RECORDS FOR PROCESSING -
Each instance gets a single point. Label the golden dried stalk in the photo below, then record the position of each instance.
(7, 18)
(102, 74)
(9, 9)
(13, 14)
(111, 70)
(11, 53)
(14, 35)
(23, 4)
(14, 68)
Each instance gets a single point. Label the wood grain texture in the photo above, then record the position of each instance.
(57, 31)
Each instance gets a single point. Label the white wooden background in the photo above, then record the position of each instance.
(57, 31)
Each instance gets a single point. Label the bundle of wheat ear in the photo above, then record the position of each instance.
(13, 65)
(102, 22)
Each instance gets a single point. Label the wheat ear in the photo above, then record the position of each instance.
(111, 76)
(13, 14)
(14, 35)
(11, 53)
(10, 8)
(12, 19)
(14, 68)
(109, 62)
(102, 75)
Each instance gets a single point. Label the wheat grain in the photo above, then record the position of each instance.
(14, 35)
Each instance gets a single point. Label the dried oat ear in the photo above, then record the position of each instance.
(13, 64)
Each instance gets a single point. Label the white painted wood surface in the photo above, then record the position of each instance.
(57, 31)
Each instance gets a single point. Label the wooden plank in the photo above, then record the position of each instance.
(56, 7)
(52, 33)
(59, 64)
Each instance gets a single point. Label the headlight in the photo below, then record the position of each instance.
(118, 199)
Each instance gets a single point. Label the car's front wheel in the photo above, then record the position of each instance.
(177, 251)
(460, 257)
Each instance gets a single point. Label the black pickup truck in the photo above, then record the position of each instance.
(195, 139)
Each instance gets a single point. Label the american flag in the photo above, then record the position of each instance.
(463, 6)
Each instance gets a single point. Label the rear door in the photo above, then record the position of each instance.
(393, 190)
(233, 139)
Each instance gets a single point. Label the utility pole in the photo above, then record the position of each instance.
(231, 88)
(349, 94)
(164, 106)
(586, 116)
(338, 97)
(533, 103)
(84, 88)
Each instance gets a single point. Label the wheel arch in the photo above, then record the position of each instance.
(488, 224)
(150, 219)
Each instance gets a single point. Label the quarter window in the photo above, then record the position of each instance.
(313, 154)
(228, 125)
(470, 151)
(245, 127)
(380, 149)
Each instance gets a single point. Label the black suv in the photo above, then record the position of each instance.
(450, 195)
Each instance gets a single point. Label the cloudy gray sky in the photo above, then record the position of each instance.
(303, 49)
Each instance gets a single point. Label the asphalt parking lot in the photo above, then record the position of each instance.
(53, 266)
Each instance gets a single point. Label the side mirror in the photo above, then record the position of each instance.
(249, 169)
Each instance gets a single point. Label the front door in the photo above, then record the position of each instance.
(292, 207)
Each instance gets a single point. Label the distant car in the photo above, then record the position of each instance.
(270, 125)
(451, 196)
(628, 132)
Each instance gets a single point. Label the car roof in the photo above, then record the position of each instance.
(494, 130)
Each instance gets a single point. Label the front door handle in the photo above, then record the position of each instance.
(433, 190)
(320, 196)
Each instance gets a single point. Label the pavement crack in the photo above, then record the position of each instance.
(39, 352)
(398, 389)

YOUR GOAL - Repeat, exactly and in full, the records shown above.

RESULT FOR THIS EXERCISE -
Each instance gets a single point. Label the golden dried stalk in the photo below, then record the position of each instance.
(7, 18)
(102, 74)
(9, 9)
(13, 14)
(111, 70)
(11, 53)
(14, 35)
(23, 4)
(14, 68)
Each instance gets a single point. Label the wood grain texture in the photo above, then record the position of each instance.
(57, 31)
Each instance gets a single point. Label the white wooden background in the photo above, then record the position of each instance.
(57, 31)
Each instance gets a single point. Label the bundle of wheat ear in the photo above, then record the position of each instance.
(13, 65)
(102, 22)
Each instance gets a single point. Label the wheat ear in the photo above, then record the position of each instance.
(111, 76)
(13, 14)
(14, 35)
(11, 53)
(10, 8)
(12, 19)
(14, 68)
(109, 62)
(102, 75)
Each instance gets a single point. Label the wheat grain in the photo above, then record the position of each instance.
(14, 35)
Each instance gets a single point. Label the dried oat ear in the photo above, then record the position of each instance.
(13, 64)
Each instance gets a single point. Label the white painted wood surface in the photo above, then record the position of each instance.
(57, 31)
Each instance gets a single point. Label the wooden plank in the photo above, then record the position of each instance.
(56, 7)
(52, 33)
(59, 64)
Each instance gets a single point. Label the headlight in the photo below, then record the position of each instance.
(118, 199)
Each instance gets a single point. Label the car's front wheel in the photo above, then record the position of each instance.
(177, 251)
(460, 257)
Each instance gets a single point. Label the black pickup truck in the photo above, then record the position of each instance.
(195, 139)
Each instance gets a single point. Label the american flag in the photo above, then record the position of each instance.
(463, 6)
Each instance gets a single point. Label the rear door in the photo above, then record the position of each instance.
(393, 190)
(233, 139)
Each instance gets a single point. Label the utility pole in the photo above, then record the position of each instance.
(231, 88)
(349, 94)
(164, 106)
(586, 116)
(338, 97)
(533, 103)
(84, 88)
Each instance gets a single point. Label the wheel arch in the photo above, then record the position of each instance.
(488, 224)
(150, 219)
Each instance gets a single point. Label the quarter window in the photo above, then record the position of each instance.
(313, 154)
(228, 125)
(470, 151)
(245, 127)
(380, 149)
Each instance gets a single point. Label the black suv in the photo above, then record the position of each instance.
(450, 195)
Each instance gets a single point. Label the cloudy gray sky in the photo above, then record the position of each instance.
(303, 49)
Each instance gets a single point. Label the asphalt parking lot in the photo above, then record the position of each instance.
(53, 266)
Each instance gets a single point. Label the side mirror in the photo above, then record the position of each instance.
(249, 169)
Each instance gets a single point. Label the front door in the photo above, then record the position of each instance.
(292, 207)
Each instance gets a single point. Label the distant car in the photo above, then record the position of each instance.
(270, 125)
(451, 196)
(628, 132)
Each instance gets a single point. Label the car roof in the photo above, then record the position of each instance.
(494, 130)
Each instance gets a single point. Label the front door handle in the photo above, then record the position of each instance.
(433, 190)
(320, 196)
Each instance gets a single point. Label the pavement crack in the photo above, then record the position of each instance.
(39, 352)
(398, 389)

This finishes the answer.